__To be done__.
Please scale the data starting at the very beginning and ending at the line containing "(1125, 770)", both included. Write out every line again, multiplying each pixel coordinate in the answers by 1.6 and rounding to whole numbers with halves going up, and leave the pictures out.

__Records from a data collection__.
──────────

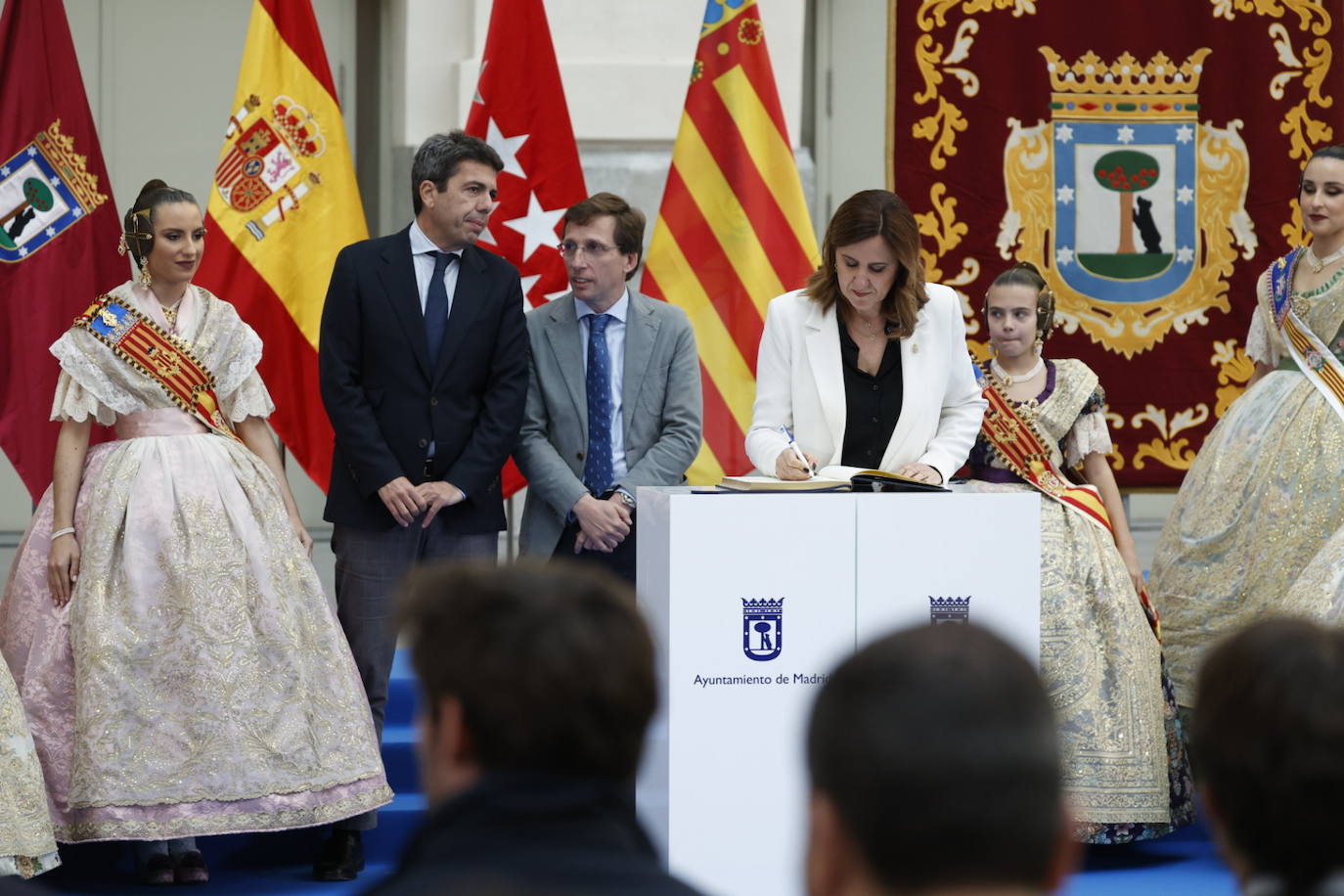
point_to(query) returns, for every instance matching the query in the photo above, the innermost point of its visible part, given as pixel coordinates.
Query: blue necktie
(435, 305)
(597, 464)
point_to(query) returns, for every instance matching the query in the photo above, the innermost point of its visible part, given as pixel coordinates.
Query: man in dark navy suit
(424, 374)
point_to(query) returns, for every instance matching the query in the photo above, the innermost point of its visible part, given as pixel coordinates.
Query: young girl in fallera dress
(1125, 769)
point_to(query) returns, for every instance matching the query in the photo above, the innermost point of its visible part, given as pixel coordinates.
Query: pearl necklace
(171, 313)
(1318, 263)
(1008, 379)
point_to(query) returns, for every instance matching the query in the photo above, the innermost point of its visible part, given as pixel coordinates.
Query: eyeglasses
(592, 248)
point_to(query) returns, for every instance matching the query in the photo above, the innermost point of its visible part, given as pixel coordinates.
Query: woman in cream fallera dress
(27, 846)
(197, 681)
(1251, 529)
(1125, 770)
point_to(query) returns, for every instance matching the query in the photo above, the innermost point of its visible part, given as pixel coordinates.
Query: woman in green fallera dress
(1264, 496)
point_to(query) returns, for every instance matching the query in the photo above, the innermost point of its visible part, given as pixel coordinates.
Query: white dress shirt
(615, 353)
(423, 248)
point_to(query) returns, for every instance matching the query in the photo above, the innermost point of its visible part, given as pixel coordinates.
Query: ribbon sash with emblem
(1027, 454)
(1307, 349)
(136, 340)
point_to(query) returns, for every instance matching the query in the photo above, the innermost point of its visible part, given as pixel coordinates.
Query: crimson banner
(1142, 155)
(58, 225)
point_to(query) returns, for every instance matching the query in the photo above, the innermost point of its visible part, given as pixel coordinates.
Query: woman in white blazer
(867, 364)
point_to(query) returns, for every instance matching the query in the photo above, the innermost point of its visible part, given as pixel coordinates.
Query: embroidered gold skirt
(1254, 510)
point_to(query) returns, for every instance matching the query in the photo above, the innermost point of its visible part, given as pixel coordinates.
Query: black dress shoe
(157, 871)
(190, 868)
(341, 857)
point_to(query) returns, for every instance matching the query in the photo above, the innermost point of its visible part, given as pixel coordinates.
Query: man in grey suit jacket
(620, 362)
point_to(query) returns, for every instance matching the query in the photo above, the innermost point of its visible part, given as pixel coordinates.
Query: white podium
(753, 601)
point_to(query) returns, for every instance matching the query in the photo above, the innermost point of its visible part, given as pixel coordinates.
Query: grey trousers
(370, 567)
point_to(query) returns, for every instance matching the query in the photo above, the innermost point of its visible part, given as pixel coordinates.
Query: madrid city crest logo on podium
(1127, 203)
(762, 629)
(949, 610)
(45, 190)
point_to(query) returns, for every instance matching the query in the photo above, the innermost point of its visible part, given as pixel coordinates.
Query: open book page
(770, 484)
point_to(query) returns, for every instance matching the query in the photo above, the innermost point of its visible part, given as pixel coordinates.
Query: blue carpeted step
(402, 692)
(399, 758)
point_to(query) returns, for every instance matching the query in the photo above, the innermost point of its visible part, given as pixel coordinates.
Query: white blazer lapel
(823, 341)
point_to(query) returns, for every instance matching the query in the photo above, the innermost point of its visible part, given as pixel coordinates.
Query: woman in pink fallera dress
(179, 664)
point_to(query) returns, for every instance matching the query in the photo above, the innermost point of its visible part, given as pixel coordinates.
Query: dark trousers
(621, 560)
(370, 567)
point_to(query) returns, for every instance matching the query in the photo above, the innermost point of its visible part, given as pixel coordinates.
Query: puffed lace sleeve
(1261, 344)
(248, 399)
(72, 402)
(1089, 431)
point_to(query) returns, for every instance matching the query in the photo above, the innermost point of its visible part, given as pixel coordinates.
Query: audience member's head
(934, 766)
(1268, 740)
(536, 668)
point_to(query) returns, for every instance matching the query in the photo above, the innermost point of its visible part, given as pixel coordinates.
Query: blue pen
(797, 450)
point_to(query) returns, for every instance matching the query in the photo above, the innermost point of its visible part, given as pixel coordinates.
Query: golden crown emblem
(1091, 74)
(297, 126)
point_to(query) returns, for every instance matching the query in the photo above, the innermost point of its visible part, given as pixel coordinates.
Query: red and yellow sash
(1027, 454)
(139, 341)
(1312, 356)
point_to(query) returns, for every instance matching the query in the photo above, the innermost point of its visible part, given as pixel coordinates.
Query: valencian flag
(1114, 148)
(284, 202)
(519, 109)
(58, 223)
(733, 231)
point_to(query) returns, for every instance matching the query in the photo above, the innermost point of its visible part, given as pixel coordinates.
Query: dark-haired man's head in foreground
(538, 684)
(527, 668)
(934, 767)
(1268, 739)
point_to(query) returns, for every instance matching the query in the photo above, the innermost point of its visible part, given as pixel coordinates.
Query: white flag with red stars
(519, 109)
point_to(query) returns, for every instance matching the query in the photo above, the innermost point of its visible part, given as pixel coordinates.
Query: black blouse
(873, 403)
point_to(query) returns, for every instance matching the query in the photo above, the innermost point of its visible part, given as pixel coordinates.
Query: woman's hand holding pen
(794, 465)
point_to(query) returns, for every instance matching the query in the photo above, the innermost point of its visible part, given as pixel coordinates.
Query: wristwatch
(625, 496)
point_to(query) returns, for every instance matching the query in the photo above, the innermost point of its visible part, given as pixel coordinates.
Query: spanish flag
(733, 231)
(284, 202)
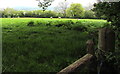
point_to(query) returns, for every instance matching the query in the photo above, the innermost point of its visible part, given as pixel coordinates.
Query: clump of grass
(31, 23)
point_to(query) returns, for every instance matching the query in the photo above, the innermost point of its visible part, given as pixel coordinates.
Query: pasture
(44, 44)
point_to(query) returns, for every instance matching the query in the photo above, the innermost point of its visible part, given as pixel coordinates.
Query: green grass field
(43, 47)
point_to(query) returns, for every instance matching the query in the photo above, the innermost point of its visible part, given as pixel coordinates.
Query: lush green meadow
(44, 44)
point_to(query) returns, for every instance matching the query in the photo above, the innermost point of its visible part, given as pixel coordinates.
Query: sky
(24, 4)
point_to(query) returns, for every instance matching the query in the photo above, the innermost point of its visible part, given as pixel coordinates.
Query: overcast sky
(34, 3)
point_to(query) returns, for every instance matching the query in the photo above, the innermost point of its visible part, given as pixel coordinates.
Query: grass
(42, 48)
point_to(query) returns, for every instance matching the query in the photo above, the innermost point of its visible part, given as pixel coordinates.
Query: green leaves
(45, 4)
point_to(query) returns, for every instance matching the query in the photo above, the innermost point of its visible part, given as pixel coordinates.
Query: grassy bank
(43, 44)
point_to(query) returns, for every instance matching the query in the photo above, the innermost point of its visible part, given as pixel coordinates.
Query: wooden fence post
(90, 47)
(92, 65)
(106, 43)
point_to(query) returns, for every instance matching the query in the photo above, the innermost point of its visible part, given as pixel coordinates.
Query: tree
(110, 10)
(44, 4)
(89, 14)
(61, 8)
(75, 10)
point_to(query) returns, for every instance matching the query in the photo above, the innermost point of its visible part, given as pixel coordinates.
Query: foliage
(61, 8)
(89, 14)
(44, 5)
(75, 10)
(110, 10)
(42, 48)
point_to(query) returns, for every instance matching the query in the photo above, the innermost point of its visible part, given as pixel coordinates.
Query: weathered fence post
(92, 65)
(106, 43)
(86, 60)
(90, 47)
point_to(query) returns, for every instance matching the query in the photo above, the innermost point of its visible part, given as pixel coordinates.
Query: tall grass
(43, 47)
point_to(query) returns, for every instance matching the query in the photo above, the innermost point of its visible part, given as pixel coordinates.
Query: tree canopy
(109, 9)
(45, 4)
(75, 10)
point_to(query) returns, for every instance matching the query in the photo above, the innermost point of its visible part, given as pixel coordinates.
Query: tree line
(75, 10)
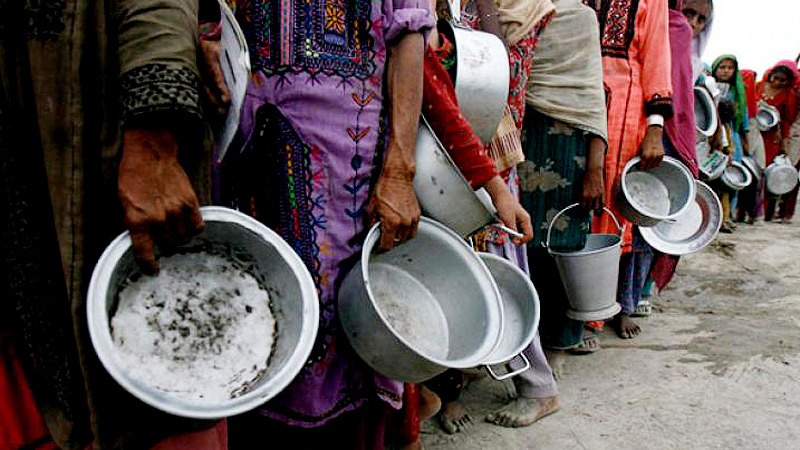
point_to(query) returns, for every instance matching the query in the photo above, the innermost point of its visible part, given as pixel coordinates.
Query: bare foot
(429, 403)
(626, 328)
(522, 412)
(555, 358)
(416, 445)
(454, 417)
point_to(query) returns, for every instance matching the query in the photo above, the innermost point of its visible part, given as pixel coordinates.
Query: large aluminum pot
(520, 314)
(736, 176)
(293, 299)
(427, 305)
(481, 77)
(443, 192)
(781, 176)
(662, 193)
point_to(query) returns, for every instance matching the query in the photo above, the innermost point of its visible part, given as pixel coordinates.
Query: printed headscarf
(737, 86)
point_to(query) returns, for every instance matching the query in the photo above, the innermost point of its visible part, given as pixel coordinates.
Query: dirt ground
(716, 367)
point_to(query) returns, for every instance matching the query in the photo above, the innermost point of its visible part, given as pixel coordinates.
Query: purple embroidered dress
(304, 161)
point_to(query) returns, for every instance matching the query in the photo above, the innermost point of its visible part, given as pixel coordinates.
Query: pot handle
(552, 222)
(505, 376)
(455, 10)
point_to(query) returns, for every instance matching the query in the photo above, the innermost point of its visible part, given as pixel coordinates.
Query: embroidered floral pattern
(617, 21)
(542, 178)
(328, 36)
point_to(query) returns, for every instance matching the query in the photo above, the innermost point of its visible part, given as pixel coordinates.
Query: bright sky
(759, 32)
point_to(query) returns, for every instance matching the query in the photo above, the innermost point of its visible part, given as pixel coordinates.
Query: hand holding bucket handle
(620, 229)
(513, 373)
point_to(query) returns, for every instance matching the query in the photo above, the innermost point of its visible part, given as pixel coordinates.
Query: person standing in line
(777, 89)
(100, 120)
(638, 78)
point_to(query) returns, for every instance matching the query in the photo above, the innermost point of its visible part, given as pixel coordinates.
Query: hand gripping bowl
(652, 196)
(427, 305)
(693, 230)
(293, 300)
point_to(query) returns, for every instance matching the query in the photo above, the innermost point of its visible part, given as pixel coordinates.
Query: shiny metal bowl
(293, 298)
(693, 230)
(427, 305)
(736, 176)
(652, 196)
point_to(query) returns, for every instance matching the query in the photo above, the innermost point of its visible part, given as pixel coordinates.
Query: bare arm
(394, 202)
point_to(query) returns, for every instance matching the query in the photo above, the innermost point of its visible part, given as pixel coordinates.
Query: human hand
(394, 204)
(511, 212)
(652, 147)
(213, 79)
(159, 202)
(593, 195)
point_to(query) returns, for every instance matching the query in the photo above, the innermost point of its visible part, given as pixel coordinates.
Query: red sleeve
(440, 108)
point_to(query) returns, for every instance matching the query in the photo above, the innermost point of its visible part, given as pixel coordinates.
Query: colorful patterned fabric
(551, 178)
(309, 146)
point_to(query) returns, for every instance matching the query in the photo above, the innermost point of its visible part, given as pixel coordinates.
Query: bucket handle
(552, 222)
(505, 376)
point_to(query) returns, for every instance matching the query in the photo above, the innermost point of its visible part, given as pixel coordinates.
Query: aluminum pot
(781, 176)
(520, 314)
(293, 300)
(705, 111)
(427, 305)
(736, 176)
(714, 165)
(752, 167)
(693, 230)
(481, 76)
(663, 193)
(443, 192)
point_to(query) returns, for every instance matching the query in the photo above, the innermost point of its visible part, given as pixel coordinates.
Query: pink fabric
(214, 438)
(681, 127)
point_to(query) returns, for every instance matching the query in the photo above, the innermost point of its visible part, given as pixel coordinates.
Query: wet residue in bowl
(201, 330)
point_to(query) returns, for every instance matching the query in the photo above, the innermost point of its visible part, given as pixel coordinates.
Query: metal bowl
(736, 176)
(662, 193)
(752, 167)
(693, 230)
(781, 176)
(714, 165)
(443, 192)
(481, 77)
(705, 112)
(427, 305)
(520, 313)
(293, 300)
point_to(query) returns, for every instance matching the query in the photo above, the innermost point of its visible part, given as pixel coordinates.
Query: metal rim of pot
(642, 218)
(546, 244)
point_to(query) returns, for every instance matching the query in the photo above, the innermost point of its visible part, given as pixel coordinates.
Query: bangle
(655, 119)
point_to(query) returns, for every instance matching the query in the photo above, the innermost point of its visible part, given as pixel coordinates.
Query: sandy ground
(716, 367)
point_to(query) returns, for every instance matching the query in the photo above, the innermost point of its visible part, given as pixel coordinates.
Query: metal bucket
(590, 275)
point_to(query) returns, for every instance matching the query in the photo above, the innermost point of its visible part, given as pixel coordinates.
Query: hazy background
(758, 32)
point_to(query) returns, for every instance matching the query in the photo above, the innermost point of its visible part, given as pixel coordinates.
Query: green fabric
(739, 95)
(551, 178)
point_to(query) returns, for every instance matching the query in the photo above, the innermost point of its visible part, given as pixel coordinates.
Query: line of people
(104, 125)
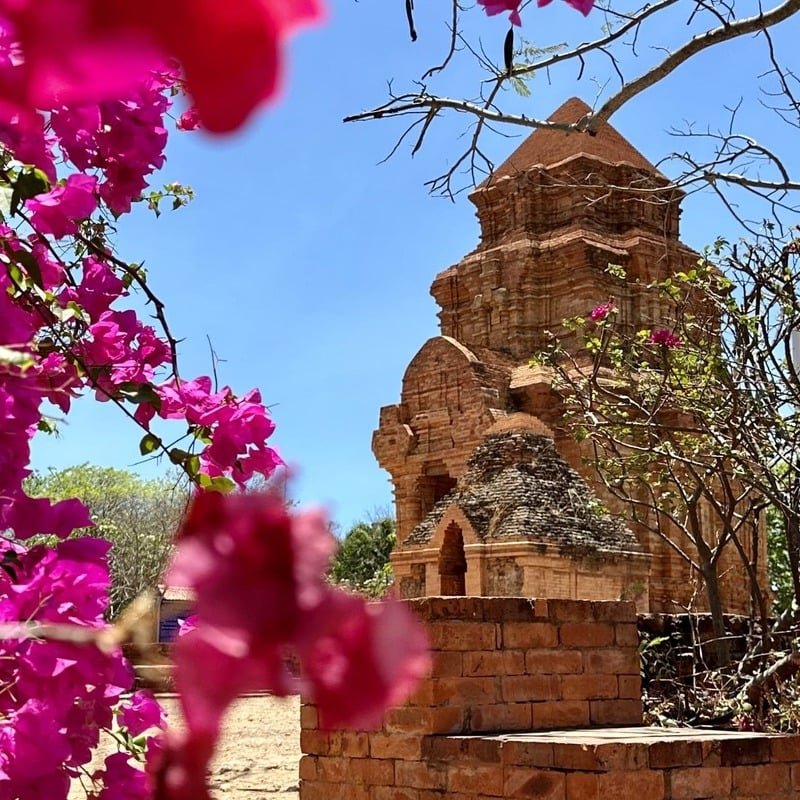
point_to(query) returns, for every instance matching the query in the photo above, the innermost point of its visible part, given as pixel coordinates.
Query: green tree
(138, 517)
(778, 563)
(362, 562)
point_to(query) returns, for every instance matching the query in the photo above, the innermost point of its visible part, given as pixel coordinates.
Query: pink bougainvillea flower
(665, 337)
(188, 121)
(599, 313)
(492, 7)
(58, 211)
(258, 574)
(105, 46)
(356, 645)
(584, 6)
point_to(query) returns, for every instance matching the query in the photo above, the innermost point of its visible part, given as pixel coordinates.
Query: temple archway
(452, 562)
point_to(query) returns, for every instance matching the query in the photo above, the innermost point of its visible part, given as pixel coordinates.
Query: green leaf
(520, 87)
(149, 443)
(218, 484)
(16, 358)
(178, 456)
(6, 194)
(29, 183)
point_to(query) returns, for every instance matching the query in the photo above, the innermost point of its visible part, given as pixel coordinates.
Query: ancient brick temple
(491, 491)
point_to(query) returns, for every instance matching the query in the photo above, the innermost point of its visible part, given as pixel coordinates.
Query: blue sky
(307, 263)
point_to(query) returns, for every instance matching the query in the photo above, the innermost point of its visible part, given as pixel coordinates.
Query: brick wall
(525, 700)
(499, 665)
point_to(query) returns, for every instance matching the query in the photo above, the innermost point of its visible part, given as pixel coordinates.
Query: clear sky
(307, 263)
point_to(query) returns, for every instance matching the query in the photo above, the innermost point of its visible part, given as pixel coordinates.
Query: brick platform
(505, 710)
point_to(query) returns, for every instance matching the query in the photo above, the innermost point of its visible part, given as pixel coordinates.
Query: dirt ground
(260, 749)
(259, 753)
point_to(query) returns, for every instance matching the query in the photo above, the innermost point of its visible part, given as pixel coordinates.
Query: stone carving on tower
(491, 491)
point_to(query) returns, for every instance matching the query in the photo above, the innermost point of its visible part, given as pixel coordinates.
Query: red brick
(764, 779)
(469, 778)
(563, 714)
(583, 786)
(447, 608)
(319, 790)
(463, 635)
(465, 691)
(639, 783)
(371, 771)
(446, 663)
(612, 662)
(750, 750)
(570, 610)
(497, 662)
(420, 775)
(484, 750)
(508, 609)
(533, 783)
(614, 611)
(500, 717)
(586, 634)
(701, 782)
(785, 748)
(394, 793)
(308, 768)
(332, 769)
(626, 635)
(613, 756)
(588, 687)
(530, 688)
(395, 745)
(615, 712)
(444, 748)
(355, 744)
(665, 754)
(527, 635)
(314, 742)
(446, 720)
(309, 718)
(630, 687)
(553, 661)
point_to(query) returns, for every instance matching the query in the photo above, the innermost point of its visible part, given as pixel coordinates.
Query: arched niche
(452, 562)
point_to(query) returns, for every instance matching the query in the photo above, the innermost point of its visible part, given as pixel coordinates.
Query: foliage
(779, 565)
(86, 91)
(139, 517)
(613, 59)
(693, 422)
(362, 561)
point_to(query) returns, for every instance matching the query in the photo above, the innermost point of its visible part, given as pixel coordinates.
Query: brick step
(635, 763)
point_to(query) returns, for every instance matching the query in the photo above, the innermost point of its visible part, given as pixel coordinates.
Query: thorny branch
(738, 161)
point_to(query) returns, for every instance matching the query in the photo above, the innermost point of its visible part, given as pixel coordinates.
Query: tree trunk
(719, 650)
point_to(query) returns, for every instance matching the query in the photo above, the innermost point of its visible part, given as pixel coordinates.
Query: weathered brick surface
(513, 721)
(545, 241)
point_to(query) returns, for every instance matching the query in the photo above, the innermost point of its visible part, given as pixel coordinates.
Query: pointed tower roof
(547, 147)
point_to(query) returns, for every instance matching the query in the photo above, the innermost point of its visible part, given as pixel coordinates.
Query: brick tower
(553, 216)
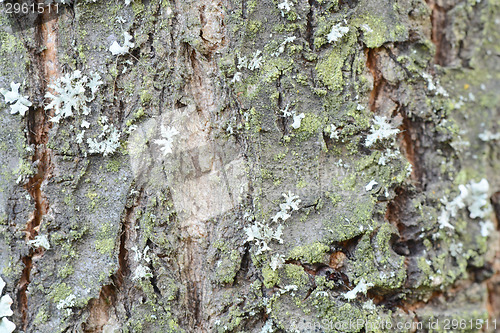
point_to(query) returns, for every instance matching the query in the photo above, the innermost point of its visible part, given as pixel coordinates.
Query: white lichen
(40, 241)
(334, 135)
(361, 287)
(72, 92)
(277, 261)
(142, 272)
(262, 234)
(256, 60)
(297, 118)
(290, 205)
(474, 196)
(116, 49)
(370, 185)
(489, 136)
(285, 7)
(18, 103)
(67, 304)
(380, 130)
(167, 140)
(337, 32)
(387, 155)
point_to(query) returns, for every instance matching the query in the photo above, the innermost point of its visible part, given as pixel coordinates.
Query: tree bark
(283, 166)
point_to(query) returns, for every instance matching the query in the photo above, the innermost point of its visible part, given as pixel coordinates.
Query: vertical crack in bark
(310, 27)
(378, 80)
(493, 284)
(100, 309)
(439, 22)
(46, 69)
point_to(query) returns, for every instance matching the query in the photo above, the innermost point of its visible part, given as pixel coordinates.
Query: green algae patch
(311, 253)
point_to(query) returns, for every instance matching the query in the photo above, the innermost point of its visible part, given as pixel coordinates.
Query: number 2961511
(28, 8)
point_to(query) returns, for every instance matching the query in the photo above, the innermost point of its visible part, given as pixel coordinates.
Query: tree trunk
(252, 166)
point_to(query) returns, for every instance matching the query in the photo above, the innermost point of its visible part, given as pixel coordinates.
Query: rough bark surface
(188, 240)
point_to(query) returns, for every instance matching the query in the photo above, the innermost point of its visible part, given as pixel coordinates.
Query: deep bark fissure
(439, 22)
(45, 67)
(110, 295)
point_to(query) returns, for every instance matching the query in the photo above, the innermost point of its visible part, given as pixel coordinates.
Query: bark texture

──────────

__The response__.
point_to(query) returns, for every instance matching the query in the photo above, the innermost point of its visible part, given as pixel coordinates.
Query: blue necktie
(696, 488)
(955, 742)
point_to(query) returns, for every instance matching the query in the photo above, the innermost point of its visible part, given as pixel coordinates.
Query: man in dark navy suit
(678, 598)
point_to(query) returns, for every instance matching the query in the photo above, the innermost point of its visible part, given as pixel coordinates.
Query: young girl in fallera dress
(1800, 1230)
point_to(query) returns, for every instance matching the query in the photo above, the innermost point of its visible part, given as pixel coordinates.
Query: pearl necklace
(274, 501)
(2109, 421)
(1613, 606)
point_to(query) returns, for every instance matching the query in the photo above, the innermost point of its visible part, given as pixel coordinates.
Query: eyeglasses
(947, 397)
point_to(query) returns, for every instance matching the query in the photo above, the innermost point of its visible part, given as pixel coordinates.
Query: woman in cream fallera dress
(43, 1354)
(315, 1090)
(2002, 846)
(1800, 1232)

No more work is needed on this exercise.